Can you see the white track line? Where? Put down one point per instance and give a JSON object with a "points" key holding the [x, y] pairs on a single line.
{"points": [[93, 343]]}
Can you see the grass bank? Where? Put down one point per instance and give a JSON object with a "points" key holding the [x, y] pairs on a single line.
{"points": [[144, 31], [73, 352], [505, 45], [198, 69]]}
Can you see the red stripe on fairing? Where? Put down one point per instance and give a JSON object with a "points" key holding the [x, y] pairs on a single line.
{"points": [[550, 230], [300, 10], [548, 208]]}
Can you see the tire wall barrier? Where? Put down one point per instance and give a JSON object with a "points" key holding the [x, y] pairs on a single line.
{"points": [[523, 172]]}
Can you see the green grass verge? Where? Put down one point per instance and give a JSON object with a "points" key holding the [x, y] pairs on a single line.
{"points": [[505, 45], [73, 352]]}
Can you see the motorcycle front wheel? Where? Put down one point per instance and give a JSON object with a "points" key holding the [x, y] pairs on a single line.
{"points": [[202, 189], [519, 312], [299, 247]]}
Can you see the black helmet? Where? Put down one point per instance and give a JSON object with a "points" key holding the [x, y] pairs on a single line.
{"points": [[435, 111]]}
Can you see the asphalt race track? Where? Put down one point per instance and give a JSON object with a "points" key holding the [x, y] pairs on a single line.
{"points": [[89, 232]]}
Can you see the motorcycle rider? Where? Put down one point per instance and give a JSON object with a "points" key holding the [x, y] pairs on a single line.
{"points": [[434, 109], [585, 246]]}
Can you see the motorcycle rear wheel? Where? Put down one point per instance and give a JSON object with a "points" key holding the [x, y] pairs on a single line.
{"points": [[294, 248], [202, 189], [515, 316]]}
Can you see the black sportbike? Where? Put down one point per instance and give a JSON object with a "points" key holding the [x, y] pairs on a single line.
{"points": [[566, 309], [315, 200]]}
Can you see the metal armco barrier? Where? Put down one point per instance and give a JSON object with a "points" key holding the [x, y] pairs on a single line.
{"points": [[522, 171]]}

================================

- [TASK DIRECTIONS]: Copy the items starting at the line that contains "Can you see the motorcycle rider?" and ending at the last item, replacing "sportbike" with "motorbike" and leaving everything else unchanged.

- [EXERCISE OUTPUT]:
Can you see the motorcycle rider? Where? Put down one point per instance and give a JSON object with a "points" key holding the [x, y] pairs on a single line.
{"points": [[434, 109], [585, 246]]}
Can you see the motorcycle rear wheel? Where? Put down one point per instance and give a JSON object with a "points" key holding the [x, y] pairs on a single line.
{"points": [[294, 248], [202, 189], [515, 316]]}
Can you see the black motorbike? Where? Put down one point per instance and give a JSON object with a "points" key holding the [x, y] pairs on a single line.
{"points": [[566, 309], [315, 200]]}
Can you see the metal armco barrier? Where? Put down one point per instance and give a JSON object with a "points" key holding the [x, y] pairs on a single line.
{"points": [[522, 171]]}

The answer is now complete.